• TASK DESCRIPTION
Transcribe the listing exactly, leaving out every picture.

• ENTRIES SHOWN
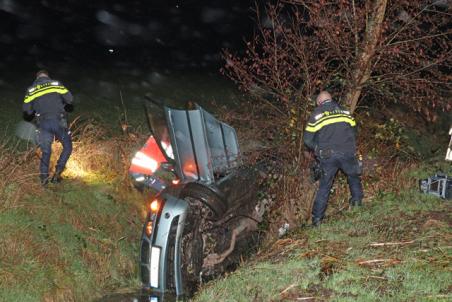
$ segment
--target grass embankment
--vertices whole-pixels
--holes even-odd
[[[0,301],[91,301],[139,285],[144,203],[126,165],[141,142],[101,129],[74,129],[65,180],[45,188],[33,150],[1,146]]]
[[[421,176],[405,173],[399,192],[290,233],[194,300],[450,301],[452,205],[420,194]]]

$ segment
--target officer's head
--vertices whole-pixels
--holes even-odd
[[[40,71],[38,71],[36,73],[36,78],[37,79],[44,78],[44,77],[46,77],[46,78],[49,77],[49,72],[47,70],[41,69]]]
[[[315,102],[319,106],[325,103],[326,101],[330,101],[331,99],[332,99],[331,94],[328,91],[324,90],[319,93]]]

• ANSWER TO THE EXERCISE
$ segment
--target grass embankment
--vertices whole-pixels
--holes even-odd
[[[0,301],[91,301],[139,285],[144,203],[126,165],[141,142],[101,129],[74,129],[65,180],[45,188],[33,150],[1,146]]]
[[[421,176],[405,173],[399,192],[290,233],[194,300],[450,301],[452,205],[420,194]]]

$ segment
--target officer's head
--vertices whole-pixels
--holes even-odd
[[[40,71],[38,71],[36,73],[36,78],[37,79],[44,78],[44,77],[46,77],[46,78],[49,77],[49,72],[47,70],[41,69]]]
[[[315,102],[319,106],[325,103],[326,101],[330,101],[331,99],[332,99],[331,94],[328,91],[324,90],[319,93]]]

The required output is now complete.